Yazılı yönerge 1: Aşağıdaki kayıtlarda "mask" dizesinin geçtiği satırları sayın ve yalnızca sayıyı yazın. Büyük ve küçük harf ayrımına dikkat edin.

Kaynak metin:
--------

Boğaziçi öngörünüm ve Mudo’nun çığlığı

ÖNCEKİ gün muhtemel bir İstanbul depremi için sorular sormuştum.

Haberin Devamı

Şimdi önümüzde bir “deprem gerçeği” var...

Elbette İstanbul’un tümü üzerine düşünülecek bir soru bu.

Dün bir bölümünü yazıp apartmanların altındaki “genişletilmiş vitrin” sorusunu ortaya atmıştım.

Altları dükkân olan dev apartmanlarda vitrinleri genişletmek için yapılanları sorgulamıştım.

Soruların biri de “Boğaziçi öngörünüm meselesi”ydi...

Beşiktaş, Sarıyer, Üsküdar ve Beykoz...

Sahil şeridi. Ve sahil şeridinin üzeri... Geri planları...

Bugün de “Boğaziçi öngörünüm meselesi”yle ilgili gelen mesajları yazıyorum.

Dert büyük.

Arayanlardan birisi de Mudo’nun sahibi Mustafa Taviloğlu idi.

Kendisiyle uzun dostluğumuz var.

Bütün ruhuyla çalışarak Mudo markasını yaratan Mustafa’ya artık kimse “Mustafa” demez.

Adıyla markası bu kadar iç içe geçen bir başkası var mı bilemiyorum ama herkes ona “Mudo” der...

Haberin Devamı

İşte o Mudo “Boğaziçi öngörünüm” yazımla ilgili aradı.

Aslında bu bir çığlıktı.

--------

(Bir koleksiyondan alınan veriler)
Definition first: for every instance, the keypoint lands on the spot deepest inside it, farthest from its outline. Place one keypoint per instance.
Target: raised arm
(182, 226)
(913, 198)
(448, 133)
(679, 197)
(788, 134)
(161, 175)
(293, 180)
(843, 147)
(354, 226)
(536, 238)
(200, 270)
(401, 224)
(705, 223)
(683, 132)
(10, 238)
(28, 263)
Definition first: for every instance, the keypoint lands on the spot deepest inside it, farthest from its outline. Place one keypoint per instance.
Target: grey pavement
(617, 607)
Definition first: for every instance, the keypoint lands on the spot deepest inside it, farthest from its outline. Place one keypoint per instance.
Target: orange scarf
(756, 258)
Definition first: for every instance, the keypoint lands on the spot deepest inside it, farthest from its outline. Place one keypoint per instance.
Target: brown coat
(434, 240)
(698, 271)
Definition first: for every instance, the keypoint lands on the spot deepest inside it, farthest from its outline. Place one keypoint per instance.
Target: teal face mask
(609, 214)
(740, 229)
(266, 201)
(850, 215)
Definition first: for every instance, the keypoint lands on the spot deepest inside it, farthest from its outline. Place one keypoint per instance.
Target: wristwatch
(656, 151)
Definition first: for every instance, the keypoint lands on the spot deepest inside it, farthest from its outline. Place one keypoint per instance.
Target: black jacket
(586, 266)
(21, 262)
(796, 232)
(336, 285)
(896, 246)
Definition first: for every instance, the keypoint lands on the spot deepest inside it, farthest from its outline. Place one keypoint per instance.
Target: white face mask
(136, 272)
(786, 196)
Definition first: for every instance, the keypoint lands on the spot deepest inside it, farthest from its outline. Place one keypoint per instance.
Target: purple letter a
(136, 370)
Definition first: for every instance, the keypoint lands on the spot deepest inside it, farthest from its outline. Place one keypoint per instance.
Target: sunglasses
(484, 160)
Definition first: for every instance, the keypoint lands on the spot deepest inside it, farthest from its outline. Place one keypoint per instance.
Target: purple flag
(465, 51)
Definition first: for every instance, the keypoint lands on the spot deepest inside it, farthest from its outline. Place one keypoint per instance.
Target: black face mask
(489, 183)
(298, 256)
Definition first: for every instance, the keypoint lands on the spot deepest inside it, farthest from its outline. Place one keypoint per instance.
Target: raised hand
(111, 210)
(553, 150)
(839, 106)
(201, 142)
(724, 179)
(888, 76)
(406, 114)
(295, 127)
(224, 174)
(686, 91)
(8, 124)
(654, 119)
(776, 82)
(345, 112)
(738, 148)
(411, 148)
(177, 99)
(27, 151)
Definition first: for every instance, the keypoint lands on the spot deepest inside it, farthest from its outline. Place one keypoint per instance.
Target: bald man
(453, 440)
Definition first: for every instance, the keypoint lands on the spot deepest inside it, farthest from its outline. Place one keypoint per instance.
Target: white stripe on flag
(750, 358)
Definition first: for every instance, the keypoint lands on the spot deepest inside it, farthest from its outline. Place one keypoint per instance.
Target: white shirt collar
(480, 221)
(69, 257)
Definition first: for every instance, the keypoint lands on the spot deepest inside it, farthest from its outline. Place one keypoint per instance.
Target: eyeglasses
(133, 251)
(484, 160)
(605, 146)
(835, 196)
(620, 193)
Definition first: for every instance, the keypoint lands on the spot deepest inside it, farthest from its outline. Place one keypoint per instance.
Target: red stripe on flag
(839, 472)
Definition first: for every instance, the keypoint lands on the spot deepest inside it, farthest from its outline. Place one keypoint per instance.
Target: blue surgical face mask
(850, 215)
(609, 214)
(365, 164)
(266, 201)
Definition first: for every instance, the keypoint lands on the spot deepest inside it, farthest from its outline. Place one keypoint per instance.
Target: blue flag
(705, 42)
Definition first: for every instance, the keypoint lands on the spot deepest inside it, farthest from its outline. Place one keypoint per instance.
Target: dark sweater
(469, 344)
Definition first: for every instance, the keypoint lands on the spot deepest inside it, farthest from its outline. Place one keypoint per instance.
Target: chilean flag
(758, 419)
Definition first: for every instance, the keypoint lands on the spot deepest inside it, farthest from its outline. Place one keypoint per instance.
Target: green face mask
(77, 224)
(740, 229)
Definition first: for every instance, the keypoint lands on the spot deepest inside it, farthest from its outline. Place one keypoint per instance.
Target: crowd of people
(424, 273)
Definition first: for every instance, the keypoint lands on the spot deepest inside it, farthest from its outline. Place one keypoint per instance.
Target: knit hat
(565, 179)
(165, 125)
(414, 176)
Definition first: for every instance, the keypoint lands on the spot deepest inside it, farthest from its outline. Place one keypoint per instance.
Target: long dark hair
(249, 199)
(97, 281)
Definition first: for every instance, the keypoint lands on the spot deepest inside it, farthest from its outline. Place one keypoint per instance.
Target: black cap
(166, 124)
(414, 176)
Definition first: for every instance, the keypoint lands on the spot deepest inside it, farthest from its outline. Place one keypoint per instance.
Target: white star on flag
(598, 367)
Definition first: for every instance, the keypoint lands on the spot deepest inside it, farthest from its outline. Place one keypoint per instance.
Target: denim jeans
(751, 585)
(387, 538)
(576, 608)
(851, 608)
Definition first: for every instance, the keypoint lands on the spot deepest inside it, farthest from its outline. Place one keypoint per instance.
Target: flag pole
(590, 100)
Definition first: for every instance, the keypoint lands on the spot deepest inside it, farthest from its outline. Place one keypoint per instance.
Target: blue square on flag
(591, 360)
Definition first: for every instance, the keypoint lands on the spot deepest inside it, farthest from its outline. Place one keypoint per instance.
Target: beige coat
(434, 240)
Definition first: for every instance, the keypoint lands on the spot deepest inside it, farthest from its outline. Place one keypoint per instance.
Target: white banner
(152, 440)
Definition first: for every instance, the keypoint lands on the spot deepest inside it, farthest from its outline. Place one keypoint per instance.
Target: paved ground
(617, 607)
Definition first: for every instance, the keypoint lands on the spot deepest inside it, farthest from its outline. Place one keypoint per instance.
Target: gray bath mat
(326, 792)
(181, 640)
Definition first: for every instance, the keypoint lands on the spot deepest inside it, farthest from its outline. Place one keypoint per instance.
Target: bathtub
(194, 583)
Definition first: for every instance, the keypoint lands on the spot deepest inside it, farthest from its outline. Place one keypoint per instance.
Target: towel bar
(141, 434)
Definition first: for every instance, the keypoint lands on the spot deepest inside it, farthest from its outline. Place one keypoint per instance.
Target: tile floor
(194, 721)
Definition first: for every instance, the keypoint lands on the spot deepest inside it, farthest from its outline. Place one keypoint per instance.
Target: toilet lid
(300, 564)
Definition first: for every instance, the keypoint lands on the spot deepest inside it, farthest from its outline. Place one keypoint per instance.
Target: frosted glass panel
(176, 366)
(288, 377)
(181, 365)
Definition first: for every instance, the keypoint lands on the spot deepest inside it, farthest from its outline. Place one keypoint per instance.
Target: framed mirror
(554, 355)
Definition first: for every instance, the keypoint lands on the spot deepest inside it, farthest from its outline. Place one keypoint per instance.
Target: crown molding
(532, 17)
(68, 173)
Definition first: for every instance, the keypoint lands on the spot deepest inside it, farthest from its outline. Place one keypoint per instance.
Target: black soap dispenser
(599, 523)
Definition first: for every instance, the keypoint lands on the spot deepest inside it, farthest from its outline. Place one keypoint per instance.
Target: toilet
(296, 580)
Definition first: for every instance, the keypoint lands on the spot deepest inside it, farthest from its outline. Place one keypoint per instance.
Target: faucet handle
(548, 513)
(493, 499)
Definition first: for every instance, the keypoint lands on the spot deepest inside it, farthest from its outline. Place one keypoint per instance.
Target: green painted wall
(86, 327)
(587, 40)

--------

Yazılı yönerge 2: Yukarıdaki Boğaziçi yazısında "Sahil şeridi." cümlesinden hemen önce sıralanan yer adlarının hepsini yazın.

Alıştırma çıktısı 1: 5

Alıştırma çıktısı 2: Beşiktaş, Sarıyer, Üsküdar, Beykoz